Source document »
____

I don’t think it’s an outlier, I do my lex phase before the parsing phase, it’s not concurrent. However, I find reporting bad tokens and parse errors to work well even if the phases are sequential.


I’ve only written lexing and parsing together in recursive descent parsers. What am I missing out on?


Lexing separately is cleaner in that the lexer's only job is to produce tokens and then the parser's only job is to consume tokens and produce e.g. an AST. It also means that you can use that token stream for other things that don't require a full parse (e.g. for syntax highlighting). The disadvantage is that you're often doubling the allocations and increasing the memory footprint. I alternate between separate lexer, combined recursive descent parser and generated PEG parsers depending on what is more important: speed + maintainability, speed of execution or speed of development


If you find the code wants factoring out (if you don't, just leave it be, parsers are wonderful things to have written but IME writing them is generally a labour of love) then that split tends to be very natural and works well in the vast majority of cases.

____

Recorded data
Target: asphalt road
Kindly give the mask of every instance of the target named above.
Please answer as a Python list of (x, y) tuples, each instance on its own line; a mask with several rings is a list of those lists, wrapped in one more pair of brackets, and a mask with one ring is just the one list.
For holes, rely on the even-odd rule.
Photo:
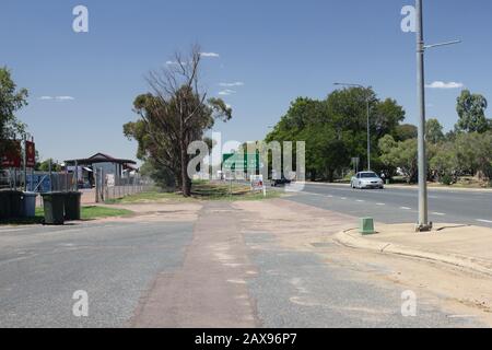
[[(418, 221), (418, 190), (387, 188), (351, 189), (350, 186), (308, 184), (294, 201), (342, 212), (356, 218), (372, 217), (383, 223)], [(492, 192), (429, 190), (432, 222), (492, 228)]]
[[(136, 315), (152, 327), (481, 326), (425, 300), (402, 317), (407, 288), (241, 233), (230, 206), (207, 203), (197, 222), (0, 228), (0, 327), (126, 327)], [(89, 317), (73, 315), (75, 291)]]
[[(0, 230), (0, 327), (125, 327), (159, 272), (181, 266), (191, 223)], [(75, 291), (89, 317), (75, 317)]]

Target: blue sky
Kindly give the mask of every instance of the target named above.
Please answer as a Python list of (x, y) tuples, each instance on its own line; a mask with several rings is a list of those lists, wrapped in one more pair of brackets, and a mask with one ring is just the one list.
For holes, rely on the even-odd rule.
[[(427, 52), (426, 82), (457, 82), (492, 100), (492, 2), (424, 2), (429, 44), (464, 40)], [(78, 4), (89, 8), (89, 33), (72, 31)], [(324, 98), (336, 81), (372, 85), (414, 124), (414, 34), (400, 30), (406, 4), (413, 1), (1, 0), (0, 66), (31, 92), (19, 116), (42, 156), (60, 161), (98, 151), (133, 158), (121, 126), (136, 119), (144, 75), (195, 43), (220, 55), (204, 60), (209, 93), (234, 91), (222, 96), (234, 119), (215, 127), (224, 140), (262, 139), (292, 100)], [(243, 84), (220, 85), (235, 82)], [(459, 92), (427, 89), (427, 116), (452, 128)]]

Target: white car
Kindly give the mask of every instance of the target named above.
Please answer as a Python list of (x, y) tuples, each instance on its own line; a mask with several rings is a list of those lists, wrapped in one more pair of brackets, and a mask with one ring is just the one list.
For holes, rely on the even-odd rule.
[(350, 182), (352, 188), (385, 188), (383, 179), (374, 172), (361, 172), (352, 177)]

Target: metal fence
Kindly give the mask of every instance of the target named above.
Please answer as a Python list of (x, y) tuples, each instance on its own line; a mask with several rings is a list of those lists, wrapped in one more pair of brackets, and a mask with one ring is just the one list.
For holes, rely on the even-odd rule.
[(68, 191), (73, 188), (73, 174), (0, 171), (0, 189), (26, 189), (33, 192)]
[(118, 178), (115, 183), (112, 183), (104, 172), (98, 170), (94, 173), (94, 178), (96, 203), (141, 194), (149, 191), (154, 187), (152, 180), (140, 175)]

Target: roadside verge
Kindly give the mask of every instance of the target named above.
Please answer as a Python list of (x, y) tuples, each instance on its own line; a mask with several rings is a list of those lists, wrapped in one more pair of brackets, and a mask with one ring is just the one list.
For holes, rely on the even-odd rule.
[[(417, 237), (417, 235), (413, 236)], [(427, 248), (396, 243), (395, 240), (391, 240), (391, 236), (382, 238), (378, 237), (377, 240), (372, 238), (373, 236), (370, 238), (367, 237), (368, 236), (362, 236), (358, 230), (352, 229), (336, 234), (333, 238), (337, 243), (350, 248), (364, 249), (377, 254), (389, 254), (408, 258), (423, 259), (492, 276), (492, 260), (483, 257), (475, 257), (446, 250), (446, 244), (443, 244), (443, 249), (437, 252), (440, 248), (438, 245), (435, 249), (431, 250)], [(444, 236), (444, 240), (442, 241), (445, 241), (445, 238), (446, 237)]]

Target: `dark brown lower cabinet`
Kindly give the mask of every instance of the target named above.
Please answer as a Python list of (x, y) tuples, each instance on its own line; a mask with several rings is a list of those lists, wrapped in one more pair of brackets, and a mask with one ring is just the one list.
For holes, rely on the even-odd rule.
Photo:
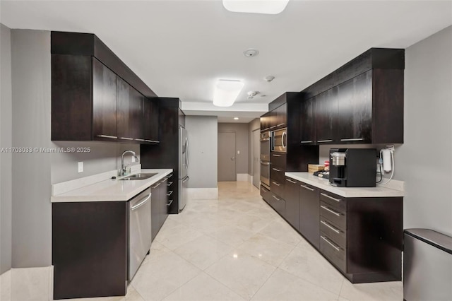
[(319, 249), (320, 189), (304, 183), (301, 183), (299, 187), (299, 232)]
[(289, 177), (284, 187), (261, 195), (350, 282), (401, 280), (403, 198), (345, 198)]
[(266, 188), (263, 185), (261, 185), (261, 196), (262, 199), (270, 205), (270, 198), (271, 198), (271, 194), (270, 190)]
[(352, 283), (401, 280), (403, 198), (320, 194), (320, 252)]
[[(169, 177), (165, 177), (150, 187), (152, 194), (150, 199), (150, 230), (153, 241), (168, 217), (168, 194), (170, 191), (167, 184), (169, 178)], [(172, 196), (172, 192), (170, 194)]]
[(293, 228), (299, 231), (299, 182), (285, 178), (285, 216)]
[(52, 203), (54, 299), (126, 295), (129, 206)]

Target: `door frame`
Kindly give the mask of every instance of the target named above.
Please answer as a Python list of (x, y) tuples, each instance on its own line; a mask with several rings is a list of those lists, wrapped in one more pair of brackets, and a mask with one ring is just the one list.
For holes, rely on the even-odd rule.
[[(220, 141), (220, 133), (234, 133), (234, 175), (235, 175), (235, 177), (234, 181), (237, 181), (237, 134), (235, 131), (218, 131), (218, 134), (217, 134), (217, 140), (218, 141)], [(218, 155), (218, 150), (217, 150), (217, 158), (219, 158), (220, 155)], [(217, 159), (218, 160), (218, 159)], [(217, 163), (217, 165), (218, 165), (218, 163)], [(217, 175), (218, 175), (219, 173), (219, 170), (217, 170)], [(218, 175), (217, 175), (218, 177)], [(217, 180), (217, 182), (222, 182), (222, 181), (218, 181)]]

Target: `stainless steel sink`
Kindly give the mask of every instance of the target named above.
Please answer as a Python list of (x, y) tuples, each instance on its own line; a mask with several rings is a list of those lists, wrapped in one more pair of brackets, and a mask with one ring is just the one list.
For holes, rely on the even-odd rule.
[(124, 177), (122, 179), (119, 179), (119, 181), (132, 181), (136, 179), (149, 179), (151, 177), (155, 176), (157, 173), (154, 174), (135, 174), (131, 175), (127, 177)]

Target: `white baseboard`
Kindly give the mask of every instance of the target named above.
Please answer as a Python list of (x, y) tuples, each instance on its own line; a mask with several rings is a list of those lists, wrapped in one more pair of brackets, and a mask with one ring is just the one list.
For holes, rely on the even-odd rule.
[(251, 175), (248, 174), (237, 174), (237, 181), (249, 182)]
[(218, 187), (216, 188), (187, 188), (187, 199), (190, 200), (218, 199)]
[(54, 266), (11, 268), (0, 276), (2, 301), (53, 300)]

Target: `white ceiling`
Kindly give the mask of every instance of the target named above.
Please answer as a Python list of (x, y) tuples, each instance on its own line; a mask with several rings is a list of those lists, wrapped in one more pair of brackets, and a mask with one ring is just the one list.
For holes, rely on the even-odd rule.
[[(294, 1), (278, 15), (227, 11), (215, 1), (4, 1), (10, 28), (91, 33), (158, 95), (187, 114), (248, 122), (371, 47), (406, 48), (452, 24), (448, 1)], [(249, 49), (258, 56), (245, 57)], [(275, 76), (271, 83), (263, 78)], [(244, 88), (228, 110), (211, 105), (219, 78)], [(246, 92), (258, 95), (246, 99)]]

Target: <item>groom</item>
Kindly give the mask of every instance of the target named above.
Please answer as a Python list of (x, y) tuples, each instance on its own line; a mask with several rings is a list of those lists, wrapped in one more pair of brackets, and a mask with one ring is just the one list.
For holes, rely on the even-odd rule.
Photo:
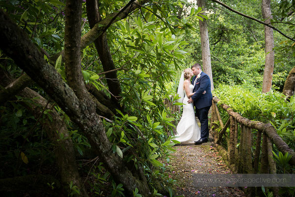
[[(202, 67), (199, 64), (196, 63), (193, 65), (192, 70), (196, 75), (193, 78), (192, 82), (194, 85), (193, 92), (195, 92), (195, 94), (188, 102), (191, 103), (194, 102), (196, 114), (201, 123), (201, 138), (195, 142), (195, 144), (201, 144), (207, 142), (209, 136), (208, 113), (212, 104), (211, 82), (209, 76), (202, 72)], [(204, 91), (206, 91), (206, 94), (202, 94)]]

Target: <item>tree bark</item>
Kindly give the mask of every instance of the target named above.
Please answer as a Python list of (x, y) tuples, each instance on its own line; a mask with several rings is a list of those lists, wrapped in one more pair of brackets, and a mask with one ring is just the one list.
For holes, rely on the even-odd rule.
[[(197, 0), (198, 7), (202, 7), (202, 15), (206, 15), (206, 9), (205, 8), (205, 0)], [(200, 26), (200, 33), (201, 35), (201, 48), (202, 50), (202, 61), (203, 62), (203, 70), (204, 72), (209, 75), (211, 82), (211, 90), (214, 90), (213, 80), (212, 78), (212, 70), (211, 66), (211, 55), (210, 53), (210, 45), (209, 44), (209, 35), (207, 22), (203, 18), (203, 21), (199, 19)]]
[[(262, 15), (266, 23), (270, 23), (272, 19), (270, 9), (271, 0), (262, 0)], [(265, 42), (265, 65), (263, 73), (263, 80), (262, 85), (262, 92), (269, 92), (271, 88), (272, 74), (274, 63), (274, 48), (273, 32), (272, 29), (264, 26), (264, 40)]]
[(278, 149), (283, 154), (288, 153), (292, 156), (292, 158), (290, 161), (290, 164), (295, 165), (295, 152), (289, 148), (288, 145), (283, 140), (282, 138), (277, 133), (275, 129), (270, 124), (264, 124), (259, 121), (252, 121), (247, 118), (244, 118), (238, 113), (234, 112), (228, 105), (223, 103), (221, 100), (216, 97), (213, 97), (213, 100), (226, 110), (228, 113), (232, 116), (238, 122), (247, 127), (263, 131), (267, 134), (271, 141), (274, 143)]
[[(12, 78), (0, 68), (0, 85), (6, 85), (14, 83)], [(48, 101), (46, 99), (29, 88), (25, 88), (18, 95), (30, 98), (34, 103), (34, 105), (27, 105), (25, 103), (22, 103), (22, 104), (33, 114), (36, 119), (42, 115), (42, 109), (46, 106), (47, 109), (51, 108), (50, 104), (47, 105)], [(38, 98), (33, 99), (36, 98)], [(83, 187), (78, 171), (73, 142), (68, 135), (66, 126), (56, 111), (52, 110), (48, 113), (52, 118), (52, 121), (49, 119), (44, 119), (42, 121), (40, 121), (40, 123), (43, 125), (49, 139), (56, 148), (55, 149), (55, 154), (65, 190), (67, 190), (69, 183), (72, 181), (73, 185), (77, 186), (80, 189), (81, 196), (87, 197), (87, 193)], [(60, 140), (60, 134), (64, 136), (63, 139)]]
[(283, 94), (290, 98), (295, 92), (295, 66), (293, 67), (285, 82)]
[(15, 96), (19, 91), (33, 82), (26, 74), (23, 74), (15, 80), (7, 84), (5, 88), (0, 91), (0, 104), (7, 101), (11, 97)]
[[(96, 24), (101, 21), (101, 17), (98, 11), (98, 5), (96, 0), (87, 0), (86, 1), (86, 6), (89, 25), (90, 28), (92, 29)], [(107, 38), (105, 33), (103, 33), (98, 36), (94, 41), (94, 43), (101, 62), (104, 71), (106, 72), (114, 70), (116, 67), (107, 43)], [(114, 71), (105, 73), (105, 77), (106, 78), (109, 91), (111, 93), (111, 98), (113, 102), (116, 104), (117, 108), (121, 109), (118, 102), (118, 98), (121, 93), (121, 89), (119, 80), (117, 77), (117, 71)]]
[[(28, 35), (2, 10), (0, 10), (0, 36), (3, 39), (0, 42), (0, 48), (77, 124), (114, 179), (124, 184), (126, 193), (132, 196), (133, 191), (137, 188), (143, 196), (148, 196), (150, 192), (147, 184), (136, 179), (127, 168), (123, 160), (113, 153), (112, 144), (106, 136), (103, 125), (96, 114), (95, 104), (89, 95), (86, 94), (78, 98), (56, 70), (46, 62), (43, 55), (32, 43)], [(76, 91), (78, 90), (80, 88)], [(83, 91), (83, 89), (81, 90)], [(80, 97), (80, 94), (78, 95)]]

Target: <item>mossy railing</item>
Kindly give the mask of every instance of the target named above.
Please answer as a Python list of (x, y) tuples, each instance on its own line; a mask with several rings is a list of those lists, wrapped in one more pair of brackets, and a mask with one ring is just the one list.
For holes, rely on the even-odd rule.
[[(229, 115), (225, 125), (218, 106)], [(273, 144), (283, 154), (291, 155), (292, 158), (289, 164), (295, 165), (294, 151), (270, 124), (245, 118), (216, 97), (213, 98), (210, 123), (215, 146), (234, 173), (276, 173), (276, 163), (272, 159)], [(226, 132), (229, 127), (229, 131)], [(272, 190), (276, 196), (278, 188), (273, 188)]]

____

Work instructions »
a) Write out the thread on lexing and parsing again, starting at "I don’t think" and ending at "phases are sequential.", and switch "outlier" to "exception".
b) Please pick up the thread on lexing and parsing from its last sentence and continue it.
You won't need the recorded data.

Answers in order »
a)
I don’t think it’s an exception, I do my lex phase before the parsing phase, it’s not concurrent. However, I find reporting bad tokens and parse errors to work well even if the phases are sequential.

b)
It's also worth having a poke around at some of the Racket community's Language Oriented Programming efforts, they usually have a split they call 'reader' versus 'expander' that I found helped me get my head around how the dividing line can be drawn and why you'd want to.

(Racket's approach isn't quite lexer vs. parser AFAICT but while I at least -think- I've understood it well enough to use ideas, I'm not going to pretend I understand it well enough to provide a correct explanation, let alone a well written one)


If you don't think you're missing out, you're not. I think it could be preference.

I just prefer for a lexer to be responsible for handling characters, and a parser be responsible for handling tokens. So Single Responsibility Principle.


I believe the point being made is that while it is possible to merge lexing and parsing with recursive descent parser, it is not essential to this style, and separating lexing and parsing while doing recursive descent parser is also a legitimate approach.


Can you expand on why you prefer that approach?


It's much easier to have a grammar that is LL(1) - which also makes recursive descent that much more convenient to write - if you separate.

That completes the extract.